_Given instruction_:
Copy out all of the material below, putting "mark" in place of "dot" each time it appears and changing nothing else. Leave the pictures out.

§

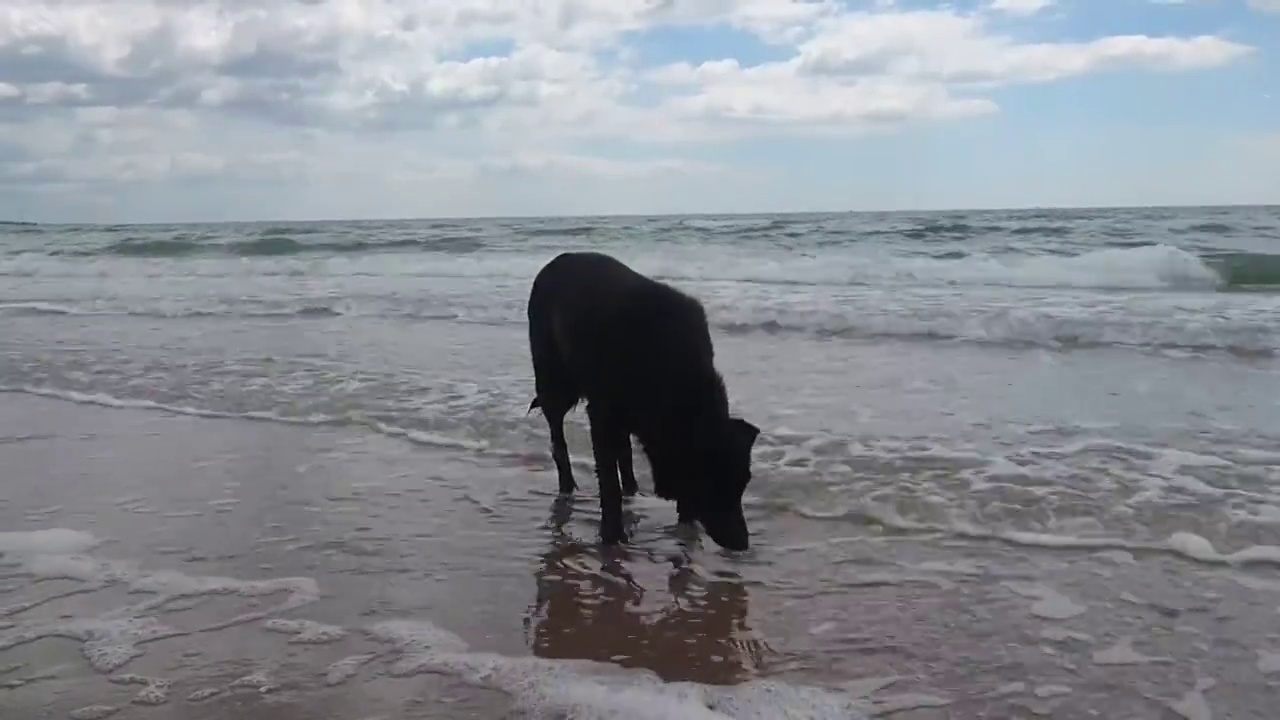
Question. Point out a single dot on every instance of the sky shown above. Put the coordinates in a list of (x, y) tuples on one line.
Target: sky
[(170, 110)]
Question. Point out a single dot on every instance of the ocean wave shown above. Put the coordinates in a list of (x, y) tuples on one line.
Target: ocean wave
[(1013, 333), (1244, 270)]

§

_Output of the exercise_:
Question. Point out a single mark on every instance of the sky shown above. Put the coordinates in a list of (x, y) tuples on one line.
Target: sky
[(170, 110)]
Question. Point out a single mark on every instance of the ocean wave shown above. Put the coordinates in a list of (x, y) tuples on one line.
Target: ocean wave
[(1013, 333), (1244, 270)]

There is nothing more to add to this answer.